What Kia calls the “advanced hot-stamped steel” subset — we’re guessing upwards of 1,000 megapascals — reinforces the A-, B- and C-pillars; “roof structure” (probably the rails); side sills and wheel arches, according to an OEM news release Wednesday.
Though every OEM and steel manufacturer seems to have their own terminology, advanced high-strength steel is generally at least 550 MPa or stronger. Generally, the higher the tensile strength, the less it can receive heat, be straightened, or be sectioned — if at all.
The new generation has 39 percent more rigidity than the 2016 Optima thanks to the use of such steels, making for a smoother ride. The 2016 Kia Sportage only had 18 percent advanced high-strength steel.
So this could potentially be a very different vehicle from a repair standpoint. Check out Kia’s recommended repair procedures and make sure you and your colleagues are up-to-date on high- and ultra-high-strength steel properties and some of the advanced joining techniques that could be necessary within the vehicle.
Kia sold 42,945 Sportages in 2014, nearly 10,000 more than in 2013. (Cheap gas probably helped). So it’s more and more likely you’ll see a couple of the 2017s down the road; the vehicle goes on sale sometime next year.
“Simply put, the Sportage is a breed apart in the compact CUV segment,” Kia product planning Vice President Orth Hedrick said in a statement. “Instead of bland utility, the Sportage combines distinctly European and sporty styling with thoughtful design and functionality, including innovative packaging, premium materials, a turbocharged engine and surprising features. Sales of compact CUVs are on a sharply upward trajectory, and the all-new 2017 Sportage hits the sweet spot by providing an alternative for those seeking to express themselves with a vehicle that’s versatile enough to suit their unique lifestyle.”

• _MATERIAL PROVIDED_:
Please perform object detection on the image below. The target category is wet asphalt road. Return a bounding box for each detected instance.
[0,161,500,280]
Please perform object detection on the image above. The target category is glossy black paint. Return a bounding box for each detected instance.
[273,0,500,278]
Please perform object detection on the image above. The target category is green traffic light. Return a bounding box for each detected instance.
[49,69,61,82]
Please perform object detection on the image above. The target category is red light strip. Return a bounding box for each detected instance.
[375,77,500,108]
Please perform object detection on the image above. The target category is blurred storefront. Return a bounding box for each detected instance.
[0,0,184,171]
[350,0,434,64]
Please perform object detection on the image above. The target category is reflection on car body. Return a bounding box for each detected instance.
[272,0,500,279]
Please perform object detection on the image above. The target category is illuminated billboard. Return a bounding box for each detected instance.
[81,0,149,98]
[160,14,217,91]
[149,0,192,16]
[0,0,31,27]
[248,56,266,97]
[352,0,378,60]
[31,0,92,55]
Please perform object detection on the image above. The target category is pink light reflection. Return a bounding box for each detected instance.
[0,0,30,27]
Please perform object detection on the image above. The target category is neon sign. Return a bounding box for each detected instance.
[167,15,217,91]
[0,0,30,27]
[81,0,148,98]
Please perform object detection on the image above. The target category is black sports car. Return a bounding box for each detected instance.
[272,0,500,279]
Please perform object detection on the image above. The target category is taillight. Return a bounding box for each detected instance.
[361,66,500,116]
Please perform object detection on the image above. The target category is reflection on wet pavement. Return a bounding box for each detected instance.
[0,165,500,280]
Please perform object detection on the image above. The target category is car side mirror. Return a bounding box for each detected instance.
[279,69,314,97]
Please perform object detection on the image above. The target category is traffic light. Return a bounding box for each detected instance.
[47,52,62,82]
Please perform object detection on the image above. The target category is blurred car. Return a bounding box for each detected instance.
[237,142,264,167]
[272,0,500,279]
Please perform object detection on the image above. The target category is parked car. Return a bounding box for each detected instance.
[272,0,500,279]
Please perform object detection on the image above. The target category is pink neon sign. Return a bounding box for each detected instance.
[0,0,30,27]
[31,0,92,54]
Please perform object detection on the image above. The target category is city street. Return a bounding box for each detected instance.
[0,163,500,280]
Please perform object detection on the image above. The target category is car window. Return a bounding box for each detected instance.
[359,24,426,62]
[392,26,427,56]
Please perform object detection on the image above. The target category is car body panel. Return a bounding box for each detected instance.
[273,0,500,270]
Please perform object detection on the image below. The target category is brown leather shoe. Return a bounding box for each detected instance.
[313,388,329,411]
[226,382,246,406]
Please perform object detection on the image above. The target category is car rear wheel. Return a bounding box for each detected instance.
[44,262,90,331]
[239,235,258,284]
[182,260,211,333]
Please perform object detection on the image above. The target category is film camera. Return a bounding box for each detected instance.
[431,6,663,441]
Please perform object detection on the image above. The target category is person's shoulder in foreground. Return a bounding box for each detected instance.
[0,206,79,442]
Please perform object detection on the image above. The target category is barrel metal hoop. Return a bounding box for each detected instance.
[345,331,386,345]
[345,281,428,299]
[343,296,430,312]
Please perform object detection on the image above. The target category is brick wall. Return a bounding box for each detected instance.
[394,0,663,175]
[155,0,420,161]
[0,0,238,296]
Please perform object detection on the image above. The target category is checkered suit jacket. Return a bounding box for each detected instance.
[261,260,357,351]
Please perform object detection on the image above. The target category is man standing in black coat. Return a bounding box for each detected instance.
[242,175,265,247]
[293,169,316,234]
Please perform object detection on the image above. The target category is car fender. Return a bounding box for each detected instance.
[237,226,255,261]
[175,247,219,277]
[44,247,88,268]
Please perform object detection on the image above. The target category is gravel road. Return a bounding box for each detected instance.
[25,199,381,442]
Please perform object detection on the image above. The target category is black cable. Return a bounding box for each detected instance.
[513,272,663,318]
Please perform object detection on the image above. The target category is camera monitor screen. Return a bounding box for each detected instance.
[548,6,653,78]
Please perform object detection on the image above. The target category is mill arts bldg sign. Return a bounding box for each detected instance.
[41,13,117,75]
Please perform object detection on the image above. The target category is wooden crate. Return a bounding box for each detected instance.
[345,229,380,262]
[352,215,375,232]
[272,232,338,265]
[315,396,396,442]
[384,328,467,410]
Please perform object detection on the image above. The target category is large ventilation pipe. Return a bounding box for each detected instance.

• _SHORT PROBLEM 1_: According to the Sportage article, which parts of the vehicle does the advanced hot-stamped steel reinforce? List each one.
• _SHORT PROBLEM 2_: Reproduce the Sportage article from "The new generation" to "within the vehicle.", swapping "rigidity" for "stiffness".
Work from the Sportage article alone.

• _FULL OUTPUT 1_: A-pillars, B-pillars, C-pillars, roof structure, side sills, wheel arches

• _FULL OUTPUT 2_:
The new generation has 39 percent more stiffness than the 2016 Optima thanks to the use of such steels, making for a smoother ride. The 2016 Kia Sportage only had 18 percent advanced high-strength steel.
So this could potentially be a very different vehicle from a repair standpoint. Check out Kia’s recommended repair procedures and make sure you and your colleagues are up-to-date on high- and ultra-high-strength steel properties and some of the advanced joining techniques that could be necessary within the vehicle.